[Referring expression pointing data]
•••••

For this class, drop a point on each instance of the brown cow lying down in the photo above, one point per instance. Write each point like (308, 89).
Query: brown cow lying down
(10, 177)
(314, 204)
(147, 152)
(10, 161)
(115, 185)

•••••

The whole of the data must be given back word for word.

-- Result below --
For this class, drop a point on each instance of the brown cow lying down in the photo above, one point per instance. Write each point like (308, 89).
Query: brown cow lying down
(10, 177)
(314, 204)
(147, 152)
(10, 161)
(115, 185)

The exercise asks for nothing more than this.